Preparing personal protective equipment (PPE)

If your company provides PPE to its employees (e.g. safety boots, safety glasses, gloves, respirator, etc.), prepare these items so they can be issued to the employee on their first day along with the personal equipment signoff form. 

All new or existing employees must sign off when they receive company-issued PPE. This practice will reinforce your commitment to safety to the employee and will help protect your company in case of an accident/incident.

Preparing an employee file  

To keep your records organized, you need to ensure that an employee file is created for each new employee that contains all their information and forms, including: 

  • General Employment Information
  • Signoffs
  • Payroll Records
  • Performance Appraisals
  • Training and Development Records
  • Health + Safety Records
  • Employee Relations
  • Employee Separations

If your new employee is required to operate any equipment or vehicles as part of their job duties, you must include photocopies of their:   

  • Driver’s license
  • Driver’s abstract (record of citations, violations, etc.)
  • Any/all certifications

Organized employee files are critical for maintaining good employee records. In the case of an accident, investigation, lawsuit, or other unexpected event, you will not regret having invested the time and effort required to implement an employee information filing procedure. Avoiding even one significant fine or penalty by producing the proper paperwork in a clear and timely manner will save your company months or even years of work trying to recover the costs.

- - -

§ **WHAT NEEDS TO BE DONE**: Name every category of information and forms that the passage on preparing PPE and employee files says an employee file should contain. The data that follows has no connection to the passage above.

§ **Stored dataset entries**:
- - -

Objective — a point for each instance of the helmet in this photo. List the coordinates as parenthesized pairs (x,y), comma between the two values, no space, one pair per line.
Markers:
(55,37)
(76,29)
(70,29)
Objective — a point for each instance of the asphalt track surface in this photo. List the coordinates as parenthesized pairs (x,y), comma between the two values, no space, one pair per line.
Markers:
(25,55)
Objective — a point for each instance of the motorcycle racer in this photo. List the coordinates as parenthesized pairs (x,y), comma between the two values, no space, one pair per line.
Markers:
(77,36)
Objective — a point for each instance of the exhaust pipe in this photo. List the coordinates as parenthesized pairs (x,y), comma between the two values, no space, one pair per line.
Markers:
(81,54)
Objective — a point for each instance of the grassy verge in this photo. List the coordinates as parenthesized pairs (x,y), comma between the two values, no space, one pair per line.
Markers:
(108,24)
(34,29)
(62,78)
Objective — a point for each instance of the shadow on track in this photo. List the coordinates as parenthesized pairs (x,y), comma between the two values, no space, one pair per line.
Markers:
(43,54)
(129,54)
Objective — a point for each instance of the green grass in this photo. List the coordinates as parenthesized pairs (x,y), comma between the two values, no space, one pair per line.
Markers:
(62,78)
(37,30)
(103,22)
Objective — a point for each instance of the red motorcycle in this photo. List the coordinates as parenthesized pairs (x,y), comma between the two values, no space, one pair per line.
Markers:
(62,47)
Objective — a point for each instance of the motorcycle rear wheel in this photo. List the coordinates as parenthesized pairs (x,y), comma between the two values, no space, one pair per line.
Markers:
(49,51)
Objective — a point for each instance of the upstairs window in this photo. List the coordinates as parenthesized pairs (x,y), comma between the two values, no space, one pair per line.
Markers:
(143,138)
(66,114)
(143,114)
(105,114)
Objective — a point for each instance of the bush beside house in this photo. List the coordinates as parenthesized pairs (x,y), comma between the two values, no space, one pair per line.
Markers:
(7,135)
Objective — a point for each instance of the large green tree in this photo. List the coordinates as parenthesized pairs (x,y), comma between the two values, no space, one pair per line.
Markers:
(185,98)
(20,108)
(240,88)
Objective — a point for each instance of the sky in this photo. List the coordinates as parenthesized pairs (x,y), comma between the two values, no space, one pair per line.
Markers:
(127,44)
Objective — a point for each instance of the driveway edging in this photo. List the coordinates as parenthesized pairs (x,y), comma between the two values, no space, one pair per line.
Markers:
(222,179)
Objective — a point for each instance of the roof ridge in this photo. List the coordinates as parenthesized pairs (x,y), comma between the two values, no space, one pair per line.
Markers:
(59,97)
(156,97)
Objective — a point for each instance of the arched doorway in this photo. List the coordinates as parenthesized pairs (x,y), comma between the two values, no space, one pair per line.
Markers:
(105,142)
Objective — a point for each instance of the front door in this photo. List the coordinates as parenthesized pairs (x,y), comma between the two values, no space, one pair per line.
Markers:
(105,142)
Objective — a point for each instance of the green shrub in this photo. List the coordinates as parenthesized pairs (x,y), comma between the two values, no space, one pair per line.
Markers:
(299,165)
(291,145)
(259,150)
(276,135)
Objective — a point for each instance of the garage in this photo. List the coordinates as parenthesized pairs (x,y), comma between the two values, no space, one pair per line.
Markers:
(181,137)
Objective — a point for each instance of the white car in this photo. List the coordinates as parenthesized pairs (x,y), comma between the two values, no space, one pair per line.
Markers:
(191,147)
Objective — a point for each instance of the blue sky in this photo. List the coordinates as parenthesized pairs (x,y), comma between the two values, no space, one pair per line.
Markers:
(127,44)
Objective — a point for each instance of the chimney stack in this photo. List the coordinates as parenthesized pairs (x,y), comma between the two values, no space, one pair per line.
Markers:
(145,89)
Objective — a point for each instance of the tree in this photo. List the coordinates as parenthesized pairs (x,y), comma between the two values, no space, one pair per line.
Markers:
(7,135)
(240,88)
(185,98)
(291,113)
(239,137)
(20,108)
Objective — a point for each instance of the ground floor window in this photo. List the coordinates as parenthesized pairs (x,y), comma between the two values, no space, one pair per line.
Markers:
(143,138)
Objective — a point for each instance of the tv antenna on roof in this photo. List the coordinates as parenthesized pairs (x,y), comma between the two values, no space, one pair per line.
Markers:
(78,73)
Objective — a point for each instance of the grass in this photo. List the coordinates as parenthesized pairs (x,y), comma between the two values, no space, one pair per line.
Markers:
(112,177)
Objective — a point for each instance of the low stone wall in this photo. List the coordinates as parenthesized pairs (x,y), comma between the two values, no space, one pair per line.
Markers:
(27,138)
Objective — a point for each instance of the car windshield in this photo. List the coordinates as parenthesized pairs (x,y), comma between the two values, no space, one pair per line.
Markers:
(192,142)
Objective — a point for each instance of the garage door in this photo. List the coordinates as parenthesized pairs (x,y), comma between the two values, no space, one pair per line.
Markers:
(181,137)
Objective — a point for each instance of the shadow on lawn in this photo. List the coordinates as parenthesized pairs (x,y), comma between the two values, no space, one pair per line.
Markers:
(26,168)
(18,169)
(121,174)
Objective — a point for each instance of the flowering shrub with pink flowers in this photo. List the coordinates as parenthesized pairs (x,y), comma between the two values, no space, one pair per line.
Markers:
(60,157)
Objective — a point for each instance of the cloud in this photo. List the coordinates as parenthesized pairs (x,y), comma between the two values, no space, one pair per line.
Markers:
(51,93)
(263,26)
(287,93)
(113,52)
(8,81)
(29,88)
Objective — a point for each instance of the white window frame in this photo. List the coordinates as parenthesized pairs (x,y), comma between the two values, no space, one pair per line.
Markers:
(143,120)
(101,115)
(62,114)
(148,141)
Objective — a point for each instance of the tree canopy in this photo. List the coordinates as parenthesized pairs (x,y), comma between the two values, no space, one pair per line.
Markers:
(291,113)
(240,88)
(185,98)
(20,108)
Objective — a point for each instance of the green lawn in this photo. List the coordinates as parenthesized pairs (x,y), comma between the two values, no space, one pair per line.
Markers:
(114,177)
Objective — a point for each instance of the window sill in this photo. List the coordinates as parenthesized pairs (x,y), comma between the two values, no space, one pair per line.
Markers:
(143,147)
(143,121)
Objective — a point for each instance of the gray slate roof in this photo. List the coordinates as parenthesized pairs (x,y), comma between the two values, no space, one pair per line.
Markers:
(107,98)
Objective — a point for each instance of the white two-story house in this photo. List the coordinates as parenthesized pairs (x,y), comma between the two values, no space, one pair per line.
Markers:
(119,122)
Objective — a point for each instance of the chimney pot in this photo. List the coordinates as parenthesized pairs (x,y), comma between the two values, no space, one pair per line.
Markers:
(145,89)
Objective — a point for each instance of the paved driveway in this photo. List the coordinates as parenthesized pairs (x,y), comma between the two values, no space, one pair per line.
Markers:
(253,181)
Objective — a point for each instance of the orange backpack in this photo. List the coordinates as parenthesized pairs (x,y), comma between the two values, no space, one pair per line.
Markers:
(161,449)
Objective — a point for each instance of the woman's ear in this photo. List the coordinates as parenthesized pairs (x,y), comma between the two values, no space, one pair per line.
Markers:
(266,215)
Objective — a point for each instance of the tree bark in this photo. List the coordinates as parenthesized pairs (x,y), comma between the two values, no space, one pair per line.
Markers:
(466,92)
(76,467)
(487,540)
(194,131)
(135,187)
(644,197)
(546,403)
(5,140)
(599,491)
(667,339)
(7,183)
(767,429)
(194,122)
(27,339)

- - -

§ **RESPONSE BELOW**:
- General Employment Information
- Signoffs
- Payroll Records
- Performance Appraisals
- Training and Development Records
- Health + Safety Records
- Employee Relations
- Employee Separations